Entries from a point annotation set
++++++++

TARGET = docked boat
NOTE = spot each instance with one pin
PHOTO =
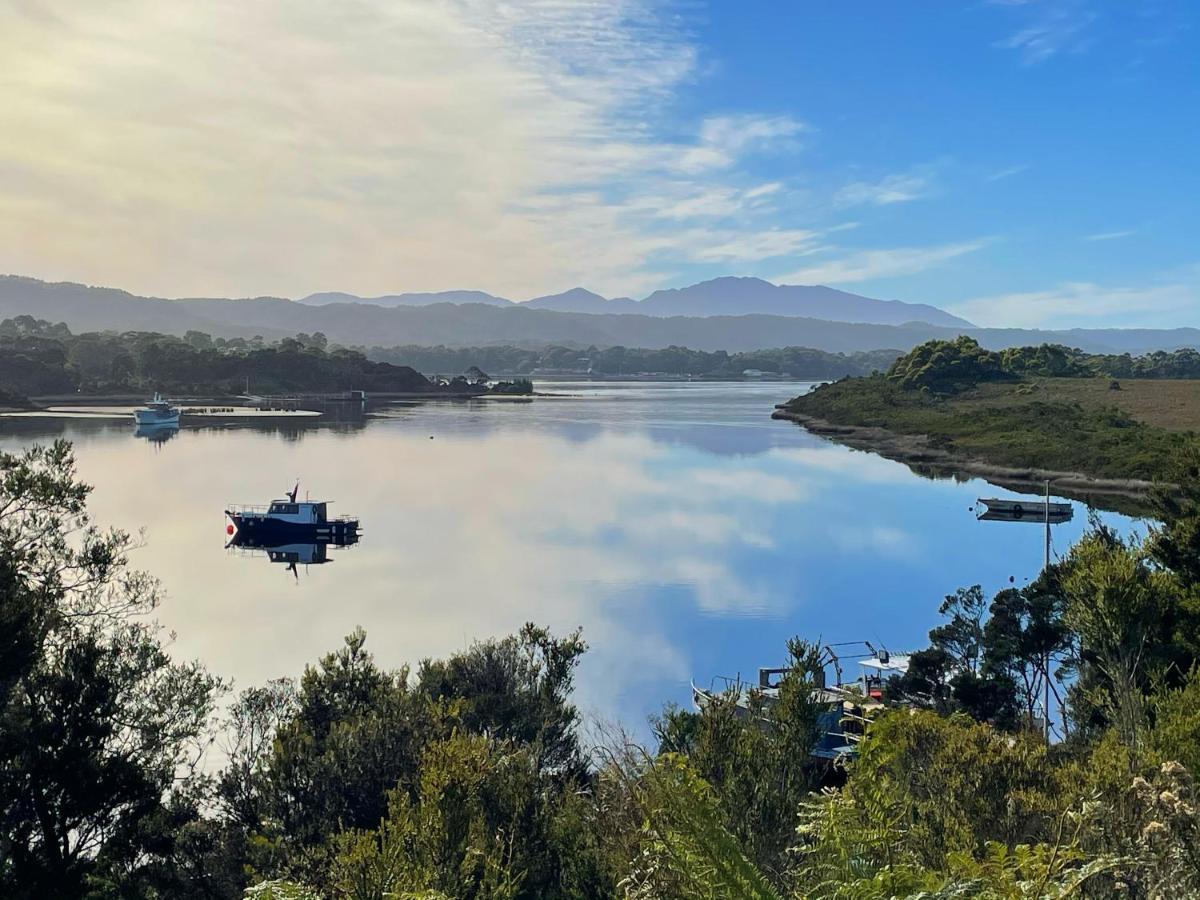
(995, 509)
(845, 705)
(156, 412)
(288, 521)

++++++++

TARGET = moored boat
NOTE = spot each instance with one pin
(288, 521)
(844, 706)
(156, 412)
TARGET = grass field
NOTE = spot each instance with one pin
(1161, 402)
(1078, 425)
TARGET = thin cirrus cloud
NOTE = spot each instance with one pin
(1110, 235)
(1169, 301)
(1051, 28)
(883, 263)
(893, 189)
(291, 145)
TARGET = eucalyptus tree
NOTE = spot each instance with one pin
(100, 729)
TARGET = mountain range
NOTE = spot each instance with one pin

++++++++

### Instruction
Find every line in the records above that contains the word "boat". Copy each of those lines.

### Task result
TARGET = docked boat
TARGET = moored boat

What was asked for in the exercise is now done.